#### Directive:
Collect every line in the listing below that contains the string "green", treating uppercase and lowercase letters as distinct.

Begin Rows

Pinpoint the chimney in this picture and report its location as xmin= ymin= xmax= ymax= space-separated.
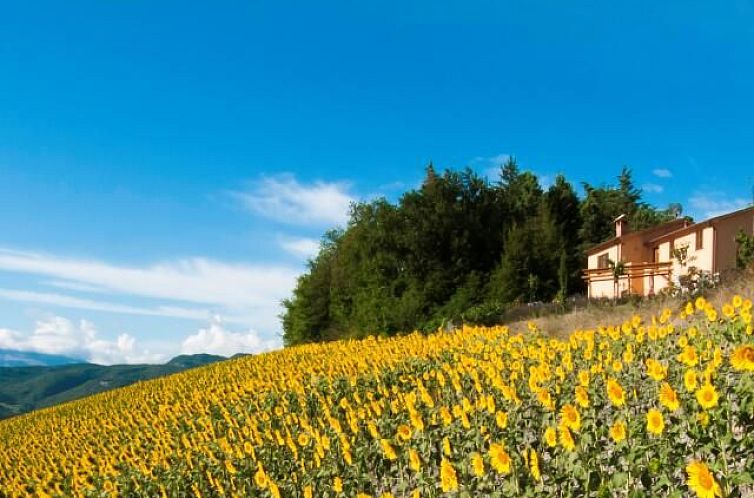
xmin=615 ymin=214 xmax=628 ymax=237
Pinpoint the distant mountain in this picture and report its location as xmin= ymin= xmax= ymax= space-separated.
xmin=0 ymin=349 xmax=86 ymax=367
xmin=0 ymin=353 xmax=226 ymax=419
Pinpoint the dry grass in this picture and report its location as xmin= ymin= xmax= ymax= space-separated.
xmin=509 ymin=268 xmax=754 ymax=338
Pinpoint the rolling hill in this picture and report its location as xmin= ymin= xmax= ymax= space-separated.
xmin=0 ymin=352 xmax=225 ymax=419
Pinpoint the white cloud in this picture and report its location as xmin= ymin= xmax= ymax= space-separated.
xmin=0 ymin=288 xmax=212 ymax=320
xmin=641 ymin=183 xmax=665 ymax=194
xmin=0 ymin=316 xmax=166 ymax=365
xmin=181 ymin=317 xmax=281 ymax=356
xmin=0 ymin=248 xmax=299 ymax=322
xmin=471 ymin=154 xmax=511 ymax=181
xmin=689 ymin=190 xmax=749 ymax=218
xmin=280 ymin=237 xmax=319 ymax=259
xmin=233 ymin=175 xmax=356 ymax=226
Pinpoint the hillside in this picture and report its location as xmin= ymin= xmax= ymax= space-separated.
xmin=0 ymin=349 xmax=84 ymax=368
xmin=0 ymin=355 xmax=225 ymax=419
xmin=0 ymin=295 xmax=754 ymax=498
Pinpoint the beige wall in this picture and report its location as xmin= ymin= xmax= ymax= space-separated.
xmin=587 ymin=210 xmax=754 ymax=298
xmin=673 ymin=227 xmax=715 ymax=275
xmin=715 ymin=211 xmax=754 ymax=271
xmin=587 ymin=244 xmax=618 ymax=269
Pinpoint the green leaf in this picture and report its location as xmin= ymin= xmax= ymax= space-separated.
xmin=611 ymin=472 xmax=628 ymax=488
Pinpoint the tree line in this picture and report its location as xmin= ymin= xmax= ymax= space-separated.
xmin=281 ymin=159 xmax=681 ymax=345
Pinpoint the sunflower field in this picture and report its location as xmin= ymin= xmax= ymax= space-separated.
xmin=0 ymin=296 xmax=754 ymax=498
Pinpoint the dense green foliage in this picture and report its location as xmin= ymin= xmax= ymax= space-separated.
xmin=281 ymin=160 xmax=680 ymax=345
xmin=736 ymin=230 xmax=754 ymax=269
xmin=0 ymin=354 xmax=225 ymax=419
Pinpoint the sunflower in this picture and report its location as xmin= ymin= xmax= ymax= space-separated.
xmin=558 ymin=425 xmax=576 ymax=451
xmin=380 ymin=439 xmax=398 ymax=460
xmin=647 ymin=408 xmax=665 ymax=435
xmin=254 ymin=462 xmax=269 ymax=489
xmin=297 ymin=432 xmax=311 ymax=446
xmin=607 ymin=379 xmax=626 ymax=406
xmin=686 ymin=460 xmax=723 ymax=498
xmin=440 ymin=458 xmax=458 ymax=493
xmin=408 ymin=448 xmax=421 ymax=472
xmin=396 ymin=424 xmax=412 ymax=442
xmin=696 ymin=382 xmax=719 ymax=410
xmin=575 ymin=386 xmax=589 ymax=408
xmin=646 ymin=358 xmax=668 ymax=382
xmin=495 ymin=412 xmax=508 ymax=429
xmin=730 ymin=344 xmax=754 ymax=372
xmin=488 ymin=443 xmax=511 ymax=474
xmin=660 ymin=382 xmax=681 ymax=412
xmin=560 ymin=404 xmax=581 ymax=431
xmin=471 ymin=452 xmax=484 ymax=477
xmin=683 ymin=369 xmax=697 ymax=393
xmin=678 ymin=346 xmax=699 ymax=367
xmin=545 ymin=427 xmax=558 ymax=448
xmin=529 ymin=449 xmax=542 ymax=481
xmin=610 ymin=420 xmax=626 ymax=443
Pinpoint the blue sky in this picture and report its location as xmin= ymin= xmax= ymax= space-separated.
xmin=0 ymin=1 xmax=754 ymax=362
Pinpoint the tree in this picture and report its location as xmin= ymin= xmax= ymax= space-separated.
xmin=736 ymin=230 xmax=754 ymax=269
xmin=607 ymin=259 xmax=626 ymax=302
xmin=281 ymin=158 xmax=670 ymax=345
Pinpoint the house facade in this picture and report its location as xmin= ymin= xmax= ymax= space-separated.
xmin=584 ymin=206 xmax=754 ymax=298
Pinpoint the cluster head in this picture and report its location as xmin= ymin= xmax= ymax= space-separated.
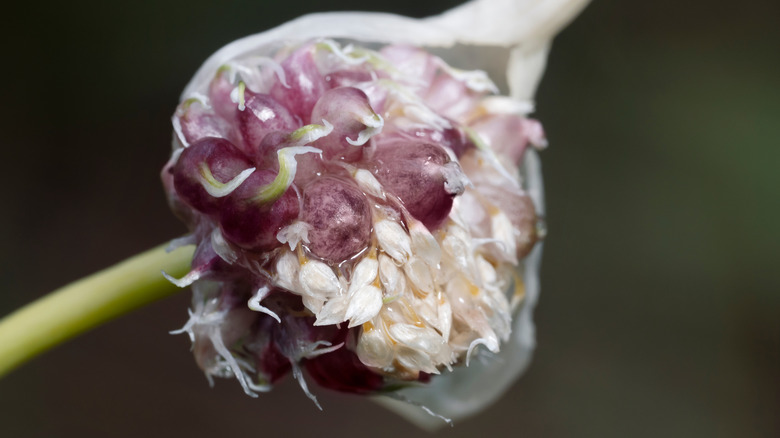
xmin=163 ymin=40 xmax=545 ymax=408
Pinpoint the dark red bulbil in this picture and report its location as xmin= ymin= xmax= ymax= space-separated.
xmin=173 ymin=137 xmax=254 ymax=214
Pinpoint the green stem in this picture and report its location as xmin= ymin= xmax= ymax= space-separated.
xmin=0 ymin=245 xmax=193 ymax=377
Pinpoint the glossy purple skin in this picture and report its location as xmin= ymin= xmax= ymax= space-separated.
xmin=373 ymin=141 xmax=453 ymax=231
xmin=325 ymin=70 xmax=372 ymax=88
xmin=235 ymin=89 xmax=301 ymax=151
xmin=173 ymin=137 xmax=254 ymax=214
xmin=208 ymin=69 xmax=238 ymax=123
xmin=219 ymin=169 xmax=298 ymax=251
xmin=304 ymin=326 xmax=385 ymax=394
xmin=303 ymin=177 xmax=371 ymax=264
xmin=179 ymin=102 xmax=232 ymax=144
xmin=311 ymin=87 xmax=373 ymax=163
xmin=397 ymin=120 xmax=476 ymax=158
xmin=270 ymin=45 xmax=328 ymax=125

End Rows

#### Task result:
Pinpoint the green leaf in this picture and report its location as xmin= ymin= xmax= ymax= space-separated.
Pinpoint the dense green foliage in this picture and report its location as xmin= ymin= xmax= ymax= space-separated.
Pinpoint the green stem in this picture and report its location as xmin= ymin= xmax= ymax= space-separated.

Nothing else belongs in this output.